Top of SUPPLIED MATERIAL
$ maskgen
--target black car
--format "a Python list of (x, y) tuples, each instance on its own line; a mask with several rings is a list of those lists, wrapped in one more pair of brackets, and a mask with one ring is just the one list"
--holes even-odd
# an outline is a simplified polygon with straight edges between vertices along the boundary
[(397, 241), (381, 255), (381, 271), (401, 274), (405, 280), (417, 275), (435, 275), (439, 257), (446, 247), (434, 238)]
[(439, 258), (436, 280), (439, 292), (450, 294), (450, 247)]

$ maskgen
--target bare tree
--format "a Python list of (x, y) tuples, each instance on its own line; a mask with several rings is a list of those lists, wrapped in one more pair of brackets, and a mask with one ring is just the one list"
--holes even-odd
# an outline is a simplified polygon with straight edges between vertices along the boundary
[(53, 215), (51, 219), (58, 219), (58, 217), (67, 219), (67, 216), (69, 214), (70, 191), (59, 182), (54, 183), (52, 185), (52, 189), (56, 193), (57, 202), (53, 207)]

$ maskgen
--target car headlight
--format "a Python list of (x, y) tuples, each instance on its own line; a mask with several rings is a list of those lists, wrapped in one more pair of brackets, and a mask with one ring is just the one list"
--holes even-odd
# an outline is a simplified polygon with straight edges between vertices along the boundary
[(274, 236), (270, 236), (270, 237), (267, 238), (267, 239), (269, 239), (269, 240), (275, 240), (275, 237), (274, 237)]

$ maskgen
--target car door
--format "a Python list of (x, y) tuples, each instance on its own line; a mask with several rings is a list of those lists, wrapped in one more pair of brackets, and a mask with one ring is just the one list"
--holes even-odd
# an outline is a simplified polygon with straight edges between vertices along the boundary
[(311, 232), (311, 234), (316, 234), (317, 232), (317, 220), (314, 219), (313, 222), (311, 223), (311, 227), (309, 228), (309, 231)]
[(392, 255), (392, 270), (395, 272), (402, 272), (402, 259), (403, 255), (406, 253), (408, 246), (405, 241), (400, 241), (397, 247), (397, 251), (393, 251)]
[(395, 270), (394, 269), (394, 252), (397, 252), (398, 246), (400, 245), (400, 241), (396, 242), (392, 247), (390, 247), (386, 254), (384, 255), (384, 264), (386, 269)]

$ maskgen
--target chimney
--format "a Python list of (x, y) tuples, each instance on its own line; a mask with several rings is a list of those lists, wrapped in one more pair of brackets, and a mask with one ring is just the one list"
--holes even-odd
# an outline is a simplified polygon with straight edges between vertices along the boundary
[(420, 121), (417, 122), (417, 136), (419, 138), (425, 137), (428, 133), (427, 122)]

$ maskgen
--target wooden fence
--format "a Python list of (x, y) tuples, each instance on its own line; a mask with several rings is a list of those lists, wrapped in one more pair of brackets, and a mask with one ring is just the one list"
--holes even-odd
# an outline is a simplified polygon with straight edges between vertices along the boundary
Bottom of SUPPLIED MATERIAL
Copy out the records above exactly and completely.

● TASK ANSWER:
$ maskgen
--target black car
--format "a Python list of (x, y) tuples, each instance on its own line; a mask with several rings is a list of those lists, wrapped in one more pair of brackets, and a mask with one ring is just the one list"
--holes even-odd
# an outline is a simplified polygon with straight edges between vertices along the boundary
[(397, 241), (381, 255), (381, 271), (401, 274), (405, 280), (417, 275), (435, 275), (439, 257), (446, 247), (434, 238)]
[(439, 258), (436, 280), (439, 292), (450, 294), (450, 247)]

$ maskgen
--target bare tree
--format "a Python list of (x, y) tuples, each instance on its own line; a mask with several rings is a list of those lists, wrapped in one more pair of brackets, and a mask with one ring is just the one list"
--holes even-odd
# an outline is a simplified polygon with straight edges between vertices along the boundary
[(53, 215), (51, 219), (58, 219), (58, 217), (67, 219), (67, 216), (69, 214), (70, 191), (59, 182), (54, 183), (52, 185), (52, 189), (56, 193), (57, 202), (53, 207)]

$ maskgen
--target car headlight
--format "a Python list of (x, y) tuples, each instance on its own line; a mask with several rings is a list of those lists, wrapped in one more pair of brackets, and a mask with one ring is just the one list"
--holes even-odd
# an outline is a simplified polygon with straight edges between vertices along the boundary
[(274, 236), (270, 236), (270, 237), (267, 238), (267, 239), (269, 239), (269, 240), (275, 240), (275, 237), (274, 237)]

$ maskgen
--target car door
--format "a Python list of (x, y) tuples, each instance on its own line; a mask with several rings is a list of those lists, wrapped in one more pair of brackets, and a mask with one ring is just the one list"
--holes even-odd
# an outline is a simplified polygon with straight edges between vertices along the boundary
[(311, 232), (311, 234), (316, 234), (317, 232), (317, 220), (314, 219), (313, 222), (311, 223), (311, 227), (309, 228), (309, 231)]
[(392, 255), (392, 270), (395, 272), (402, 272), (402, 259), (403, 255), (406, 253), (408, 246), (405, 241), (400, 241), (397, 247), (397, 251), (393, 251)]
[(395, 270), (394, 269), (394, 252), (397, 252), (398, 246), (400, 245), (400, 241), (396, 242), (392, 247), (390, 247), (386, 254), (384, 255), (384, 264), (386, 269)]

$ maskgen
--target chimney
--format "a Python list of (x, y) tuples, each instance on its own line; a mask with several rings is a list of those lists, wrapped in one more pair of brackets, and a mask with one ring is just the one list"
--holes even-odd
# an outline is a simplified polygon with straight edges between vertices along the boundary
[(420, 121), (417, 122), (417, 136), (419, 138), (425, 137), (428, 133), (427, 122)]

$ maskgen
--target wooden fence
--format "a Python list of (x, y) tuples, each instance on its own line; a mask with several rings is a list of those lists, wrapped in one more pair of brackets, and a mask with one ring is just the one list"
--holes even-odd
# an outline is a simplified polygon with straight edges between vertices along the boundary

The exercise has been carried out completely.